__Text__
Blackhawks’ Jack Johnson brings time-tested knowledge, experience

At this point, Jack Johnson is accustomed to needing his car’s navigation app for the first few days of training camp each year.

The former Kings and Blue Jackets stalwart defenseman –he spent about six years with each club –has recently become a late-career journeyman. The Blackhawks are his fourth team in as many years, having spent 2019-20 with the Penguins, 2020-21 with the Rangers and 2021-22 with the Avalanche.

But while Johnson is still learning how to get to Fifth Third Arena,he’s already fully comfortable in his role as a veteran mercenary.

After appearing in 1,024 NHL games, blocking 1,580 shots, dishing out 1,715 hits and finally earning his first Stanley Cup ring last season, the 35-year-old Indianapolis native exudes an aura of time-tested knowledge and patience that the otherwise largely inexperienced Hawks will need this season.

“That [role] was made clear,” Johnson said Monday. “But there’s nothing out of the ordinary that goes into that. You’ve just got to be yourself and be a good pro.

“The young guys now are very mature, probably more mature than young guys back when I started. They don’t necessarily need another coach, and we’ve got plenty of those. Sometimes they just need a friend and a teammate and somebody to be there. Because there are going to be ups and downs during the season, as a team and individually, [and] those are things that you have to learn how to navigate and how to deal with yourself. Hopefully as the older guys, we can [help them] navigate their way through.”

Working to his advantage is the fact Johnson already knows Seth Jones and Connor Murphy, the existing nucleus of the Hawks’ defensive core, quite well. Johnson and Jones spent 2.5 years together with the Jackets, while Murphy (as a Columbus native) and Johnson have often trained together during summers off.

__Given records__
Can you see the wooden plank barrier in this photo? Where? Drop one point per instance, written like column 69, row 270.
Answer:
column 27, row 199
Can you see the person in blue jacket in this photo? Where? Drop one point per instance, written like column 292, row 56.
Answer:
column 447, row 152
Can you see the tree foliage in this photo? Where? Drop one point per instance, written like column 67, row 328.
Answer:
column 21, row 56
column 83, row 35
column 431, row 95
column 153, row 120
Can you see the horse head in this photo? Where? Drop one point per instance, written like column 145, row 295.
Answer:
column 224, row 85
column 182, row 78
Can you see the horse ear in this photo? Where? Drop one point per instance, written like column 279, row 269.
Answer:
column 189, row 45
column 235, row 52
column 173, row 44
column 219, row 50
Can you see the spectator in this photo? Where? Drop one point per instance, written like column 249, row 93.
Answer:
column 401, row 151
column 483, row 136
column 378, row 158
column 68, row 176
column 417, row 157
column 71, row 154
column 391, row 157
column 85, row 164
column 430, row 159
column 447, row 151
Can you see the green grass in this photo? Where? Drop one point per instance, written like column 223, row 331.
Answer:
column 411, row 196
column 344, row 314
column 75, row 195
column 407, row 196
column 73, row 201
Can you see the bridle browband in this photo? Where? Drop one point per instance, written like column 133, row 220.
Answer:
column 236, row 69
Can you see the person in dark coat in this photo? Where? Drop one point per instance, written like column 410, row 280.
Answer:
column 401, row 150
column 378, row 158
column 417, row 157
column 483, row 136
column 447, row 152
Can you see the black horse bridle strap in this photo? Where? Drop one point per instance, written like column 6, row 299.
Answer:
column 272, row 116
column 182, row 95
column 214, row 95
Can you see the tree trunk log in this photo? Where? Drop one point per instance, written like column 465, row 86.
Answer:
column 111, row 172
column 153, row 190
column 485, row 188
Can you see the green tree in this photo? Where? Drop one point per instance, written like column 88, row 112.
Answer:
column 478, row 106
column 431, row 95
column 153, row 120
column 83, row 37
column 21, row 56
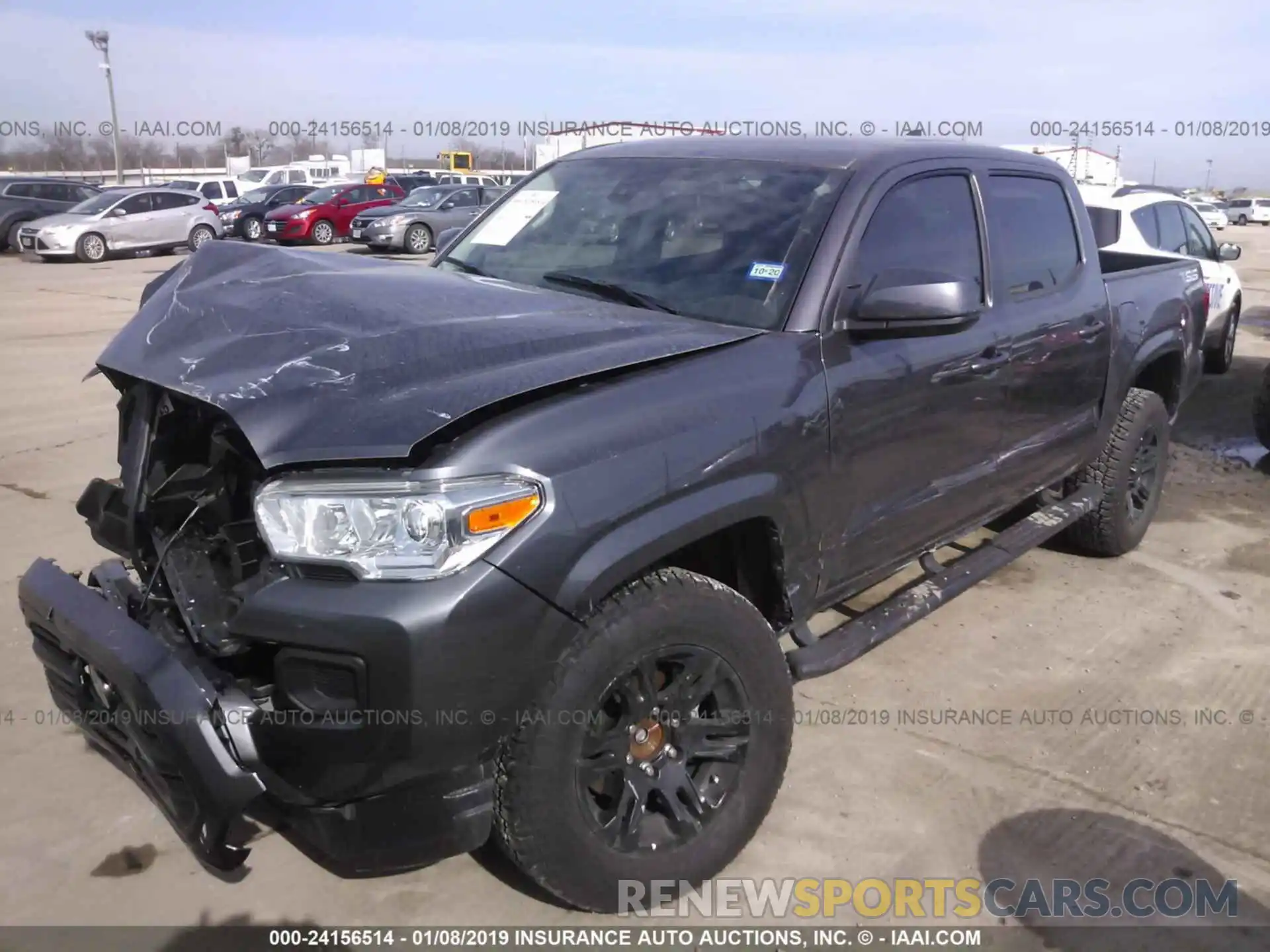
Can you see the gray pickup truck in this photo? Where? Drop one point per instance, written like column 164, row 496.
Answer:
column 525, row 545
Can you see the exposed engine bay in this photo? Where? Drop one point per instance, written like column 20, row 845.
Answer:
column 181, row 513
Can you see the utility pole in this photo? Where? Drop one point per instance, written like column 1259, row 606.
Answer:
column 101, row 40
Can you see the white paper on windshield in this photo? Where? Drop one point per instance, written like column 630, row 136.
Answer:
column 515, row 214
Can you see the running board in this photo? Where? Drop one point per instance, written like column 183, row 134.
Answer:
column 853, row 639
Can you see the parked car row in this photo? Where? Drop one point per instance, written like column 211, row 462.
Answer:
column 1162, row 223
column 379, row 216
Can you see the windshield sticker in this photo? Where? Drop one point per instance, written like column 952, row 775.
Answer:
column 766, row 270
column 512, row 216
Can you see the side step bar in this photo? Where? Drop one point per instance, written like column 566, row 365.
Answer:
column 853, row 639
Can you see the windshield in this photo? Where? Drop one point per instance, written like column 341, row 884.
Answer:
column 724, row 240
column 426, row 197
column 97, row 204
column 321, row 194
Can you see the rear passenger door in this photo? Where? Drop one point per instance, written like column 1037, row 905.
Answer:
column 172, row 215
column 915, row 422
column 1049, row 299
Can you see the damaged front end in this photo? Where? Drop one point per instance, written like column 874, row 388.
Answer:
column 140, row 656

__Required tasks__
a) Say whether each statement agrees with the article about Jack Johnson. Answer yes or no, and quote the deciding words from the article.
(i) Johnson played for the Rangers in 2020-21.
(ii) Johnson has appeared in more than 1,500 NHL games.
(iii) Johnson and Jones were teammates with the Jackets for 2.5 years.
b) Write the next part of the article about Jack Johnson, picking up after its final sentence.

__Answers__
a)
(i) Yes: "2020-21 with the Rangers"
(ii) No: "After appearing in 1,024 NHL games"
(iii) Yes: "Johnson and Jones spent 2.5 years together with the Jackets"

b)
With a wide array of young defenseman –from Alec Regula to Alex Vlasic to Ian Mitchell (when healthy again) to Isaak Phillips –on track to receive NHL time this season, those three veterans will be relied upon as mentors.

“[Jack is] a beast,” Murphy said. “Those [types of] guys have a wisdom that’s hard to describe. In the season, there’s always little moments when they’re able to settle things down for everyone, so they’re definitely valuable.”

Added new coach Luke Richardson: “He has been great: great in the dressing room, [great] on the ice in practice. [He’s] a true leader and pro.”

Johnson’s workout habits will also set a good example. Even Murphy, nine years into his own career, still tries to emulate some of Johnson’s favorite exercises, such as one particular resistance-band drill.

There’s no special secret to his longevity, though, other than hard work.

“A lot of people, as they get older, kind of back off,” he said. “I’m completely the opposite. I think as you get older, you almost have to work harder. So far, it has worked for me. It has kept me going.”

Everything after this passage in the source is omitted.